• Quelldokument:
***

Wie hat sich die Wiener VJ-Szene über die Jahre verändert? Und was hat Sound:frame dazu beigetragen? Woher kommen diese Frauen? Und sind Clubs politisch? Fragen, die wir Ursula Feuersinger gestellt haben.
Der Werdegang von Ursula Feuersinger lässt sich sehr einfach auf ihrem Linkedin-Profil nachlesen – Ausbildung in Salzburg, Graz, Potsdam, hinterher Arbeiten in Shanghai, Genf, Melbourne oder auch für die Austrian Airlines und das Technische Museum Wien. Offenbar ist sie eine, die fast gleichzeitig mit dem Sound:frame Festival in Wien Fuss fassen und mit ihren Arbeiten ein sehr gutes Auskommen finden konnte. Sie bezeichnet sich heute als New Media Designerin. Zwischen grafischen und künstlerischen Feldern zu wechseln, ist für sie eine Selbstverständlichkeit. Das war übrigens auch bei sehr vielen Dudes des Wiener Jugendstils so, diese Widerspruchlosigkeit zwischen Design, Kunst und Grafik.
Nach Gustav Klimt, Kolman Moser und Wiener Werkstätte haben wir allerdings zu fragen vergessen.
Dich als VJ zu bezeichnen wäre zu einfach. Wie gross ist denn die Kluft zwischen Kunst, Clubkultur und Werbung? Oder arbeitet man heute ohnehin mühelos in verschiedenen Bereichen?

***

• Bereitgestellte Daten:

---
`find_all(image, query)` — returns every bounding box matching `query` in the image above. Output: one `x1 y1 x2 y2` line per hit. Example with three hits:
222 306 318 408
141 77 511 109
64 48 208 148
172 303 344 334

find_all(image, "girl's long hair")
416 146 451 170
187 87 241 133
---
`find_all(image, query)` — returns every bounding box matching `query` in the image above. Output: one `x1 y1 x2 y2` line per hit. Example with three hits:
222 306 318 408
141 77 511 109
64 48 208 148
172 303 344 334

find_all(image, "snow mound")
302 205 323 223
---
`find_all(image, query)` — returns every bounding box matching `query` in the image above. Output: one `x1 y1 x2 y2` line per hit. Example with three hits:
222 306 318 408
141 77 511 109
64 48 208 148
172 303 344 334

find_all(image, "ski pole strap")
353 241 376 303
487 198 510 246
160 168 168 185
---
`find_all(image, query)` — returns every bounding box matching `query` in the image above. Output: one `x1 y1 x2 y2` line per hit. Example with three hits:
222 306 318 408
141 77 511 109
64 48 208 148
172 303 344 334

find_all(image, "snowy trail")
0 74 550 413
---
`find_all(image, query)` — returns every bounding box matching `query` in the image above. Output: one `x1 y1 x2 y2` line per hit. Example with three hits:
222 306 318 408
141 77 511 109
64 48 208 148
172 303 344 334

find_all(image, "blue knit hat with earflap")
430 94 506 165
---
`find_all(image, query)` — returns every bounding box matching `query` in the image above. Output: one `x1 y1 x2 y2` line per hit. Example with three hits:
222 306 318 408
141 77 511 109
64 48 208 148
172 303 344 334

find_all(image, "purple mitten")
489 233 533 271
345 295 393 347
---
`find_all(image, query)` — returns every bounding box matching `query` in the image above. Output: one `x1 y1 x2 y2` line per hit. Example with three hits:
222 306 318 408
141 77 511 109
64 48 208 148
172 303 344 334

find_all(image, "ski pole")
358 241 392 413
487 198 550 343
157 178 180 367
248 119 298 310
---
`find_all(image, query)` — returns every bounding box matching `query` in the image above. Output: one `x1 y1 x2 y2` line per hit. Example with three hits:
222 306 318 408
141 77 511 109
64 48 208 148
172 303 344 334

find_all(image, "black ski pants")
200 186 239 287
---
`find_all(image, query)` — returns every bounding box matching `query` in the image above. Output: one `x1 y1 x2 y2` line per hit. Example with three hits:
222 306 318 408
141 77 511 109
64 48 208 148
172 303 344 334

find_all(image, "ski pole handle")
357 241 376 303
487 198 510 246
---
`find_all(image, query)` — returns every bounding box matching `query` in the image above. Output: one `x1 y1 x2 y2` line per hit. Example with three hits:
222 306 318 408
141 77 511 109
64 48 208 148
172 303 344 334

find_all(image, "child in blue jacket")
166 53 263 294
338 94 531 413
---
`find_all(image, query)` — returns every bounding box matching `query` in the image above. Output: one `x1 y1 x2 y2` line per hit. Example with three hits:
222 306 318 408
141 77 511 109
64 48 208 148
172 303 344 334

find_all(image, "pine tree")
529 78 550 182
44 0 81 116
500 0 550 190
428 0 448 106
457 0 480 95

***

• Arbeitsauftrag A:
Beantworte anhand des Texts über Ursula Feuersinger diese Fragen:
(i) Als was bezeichnet sich Ursula Feuersinger heute?
(ii) In welchen Städten erhielt sie ihre Ausbildung?
(iii) Wonach wurde laut Text zu fragen vergessen?
• Arbeitsauftrag B:
Prüfe, ob die folgenden Aussagen mit dem Text über Ursula Feuersinger übereinstimmen:
(i) Ursula Feuersinger hat für das Technische Museum Wien gearbeitet.
(ii) Der Wechsel zwischen grafischen und künstlerischen Feldern ist für sie ungewöhnlich.
(iii) Ihr Werdegang lässt sich auf ihrem Linkedin-Profil nachlesen.
• Arbeitsauftrag C: Führe den Text über Ursula Feuersinger im Anschluss an seinen letzten Satz weiter.
Die Daten sind hierfür ohne Belang.

• Endgültige Antwort A:
(i) Als New Media Designerin.
(ii) In Salzburg, Graz und Potsdam.
(iii) Nach Gustav Klimt, Kolman Moser und Wiener Werkstätte.

• Endgültige Antwort B:
(i) Ja: „hinterher Arbeiten in Shanghai, Genf, Melbourne oder auch für die Austrian Airlines und das Technische Museum Wien“
(ii) Nein: „Zwischen grafischen und künstlerischen Feldern zu wechseln, ist für sie eine Selbstverständlichkeit.“
(iii) Ja: „Der Werdegang von Ursula Feuersinger lässt sich sehr einfach auf ihrem Linkedin-Profil nachlesen“

• Endgültige Antwort C:
Ich persönlich komme aus dem Bereich Grafik- und Motion Design. VJing war lange Zeit ein Steckenpferd für mich, dass ich neben meinen „ernsteren“ Jobs betrieben habe. Mittlerweile hat sich das tatsächlich gewandelt. VJing ist für mich heute ein Betätigungsfeld, in dem ich beruflich sowohl kommerzielle als auch künstlerische Arbeiten realisieren kann. Eine Kluft dieser Sphären sehe ich nicht; das wechseln zwischen den Disziplinen ist für mich Normalität und ich bin auch froh darüber.
Müsste ich mich für nur einen Bereich entscheiden wäre ich vermutlich sehr unglücklich darüber: Nacht ein, Nacht aus, im Club zu stehen? Nur Werbung zu machen und kommerziellen Ansprüchen gerecht werden? Mich alleine im Kunstbereich behaupten zu wollen? Schwierig. Ich denke, jede Visualistin und jeder Visualist hat da auch seine oder ihre Lieblingsfelder – bei mir ist das nicht anders. Dabei sehe ich mich mehr als Designerin, weniger als audiovisuelle Künstlerin.
Ich denke speziell in der Kunst gibt es sehr talentierte Leute, die auch nur das machen – hier spiele ich zB nicht mit. Ich freue mich aber, wenn meine Arbeiten auch teilweise im Kunstkontext ihren „Raum“ finden.
Normalerweise wirkt elektronische Musik immer noch von Männern dominiert. Ist die VJ-Szene da die erfreuliche Ausnahme oder ist Wien da die erfreuliche Ausnahme?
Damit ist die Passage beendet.